■ **Task instructions**:
Reproduce the records below with every instance of "planogram checker" replaced by "layout checker", keeping everything else identical.

○ ○ ○ ○

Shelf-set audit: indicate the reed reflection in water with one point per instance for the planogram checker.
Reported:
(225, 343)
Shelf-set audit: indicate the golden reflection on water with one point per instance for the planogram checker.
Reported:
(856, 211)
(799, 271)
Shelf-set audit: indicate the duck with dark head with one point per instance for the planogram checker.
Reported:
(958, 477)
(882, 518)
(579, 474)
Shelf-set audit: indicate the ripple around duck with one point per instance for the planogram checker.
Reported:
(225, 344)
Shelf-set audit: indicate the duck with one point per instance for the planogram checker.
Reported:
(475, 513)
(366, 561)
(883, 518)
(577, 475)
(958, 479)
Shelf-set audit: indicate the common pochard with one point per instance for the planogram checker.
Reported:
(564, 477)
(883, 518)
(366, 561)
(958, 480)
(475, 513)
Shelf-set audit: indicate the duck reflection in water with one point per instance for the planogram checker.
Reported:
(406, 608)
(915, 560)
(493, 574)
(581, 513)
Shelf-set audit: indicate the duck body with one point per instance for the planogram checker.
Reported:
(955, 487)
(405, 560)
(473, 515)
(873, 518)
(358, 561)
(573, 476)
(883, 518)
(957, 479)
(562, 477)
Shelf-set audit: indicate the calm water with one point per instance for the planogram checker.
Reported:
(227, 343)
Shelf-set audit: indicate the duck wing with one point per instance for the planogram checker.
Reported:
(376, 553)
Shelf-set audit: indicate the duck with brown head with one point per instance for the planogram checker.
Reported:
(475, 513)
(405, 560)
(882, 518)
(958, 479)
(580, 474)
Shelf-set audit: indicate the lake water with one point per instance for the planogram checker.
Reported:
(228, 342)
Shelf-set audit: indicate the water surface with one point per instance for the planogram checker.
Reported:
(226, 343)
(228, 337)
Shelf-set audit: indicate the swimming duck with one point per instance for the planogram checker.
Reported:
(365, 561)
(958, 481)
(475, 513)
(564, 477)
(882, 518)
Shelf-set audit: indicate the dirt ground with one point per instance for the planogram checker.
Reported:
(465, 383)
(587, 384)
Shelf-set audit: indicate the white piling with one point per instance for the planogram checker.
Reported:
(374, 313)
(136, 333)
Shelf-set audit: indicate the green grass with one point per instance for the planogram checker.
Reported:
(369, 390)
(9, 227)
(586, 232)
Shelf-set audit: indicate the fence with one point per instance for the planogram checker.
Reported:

○ ○ ○ ○

■ **Answer to the problem**:
Shelf-set audit: indicate the reed reflection in water with one point per instance for the layout checker.
Reported:
(225, 343)
Shelf-set audit: indicate the golden reflection on water with one point per instance for the layout checker.
Reported:
(856, 211)
(799, 271)
Shelf-set audit: indicate the duck with dark head with one point per instance for the layout checker.
Reported:
(958, 477)
(882, 518)
(579, 474)
Shelf-set audit: indicate the ripple around duck with one point per instance for the layout checker.
Reported:
(225, 344)
Shelf-set audit: indicate the duck with one point per instance for the layout checker.
Reported:
(475, 513)
(366, 561)
(883, 518)
(577, 475)
(958, 479)
Shelf-set audit: indicate the common pochard with one point per instance for the layout checker.
Reported:
(564, 477)
(883, 518)
(366, 561)
(958, 480)
(475, 513)
Shelf-set audit: indicate the duck reflection in water with one point per instance for the layout checker.
Reported:
(406, 608)
(915, 560)
(493, 574)
(581, 513)
Shelf-set audit: indicate the duck body with one point per instance for the layout checker.
Reported:
(955, 487)
(405, 560)
(473, 515)
(873, 518)
(358, 561)
(573, 476)
(883, 518)
(957, 479)
(562, 477)
Shelf-set audit: indicate the calm water with one point per instance for the layout checker.
Reported:
(227, 343)
Shelf-set audit: indicate the duck wing with one point per instance for the layout checker.
Reported:
(376, 553)
Shelf-set audit: indicate the duck with brown head with one point per instance for the layout checker.
Reported:
(475, 513)
(405, 560)
(882, 518)
(958, 479)
(580, 474)
Shelf-set audit: indicate the lake water with one point per instance for the layout checker.
Reported:
(228, 342)
Shelf-set audit: indicate the water surface with one point per instance for the layout checker.
Reported:
(226, 343)
(228, 337)
Shelf-set audit: indicate the swimming duck with one point per instance for the layout checker.
Reported:
(365, 561)
(958, 481)
(475, 513)
(564, 477)
(882, 518)
Shelf-set audit: indicate the dirt ground with one point per instance for the layout checker.
Reported:
(465, 383)
(587, 384)
Shelf-set audit: indicate the white piling with one point per instance for the layout checker.
Reported:
(374, 313)
(136, 333)
Shelf-set audit: indicate the green grass with one point per instance for the layout checker.
Reported:
(369, 390)
(9, 227)
(586, 232)
Shelf-set audit: indicate the fence with one point per instance for the layout checker.
Reported:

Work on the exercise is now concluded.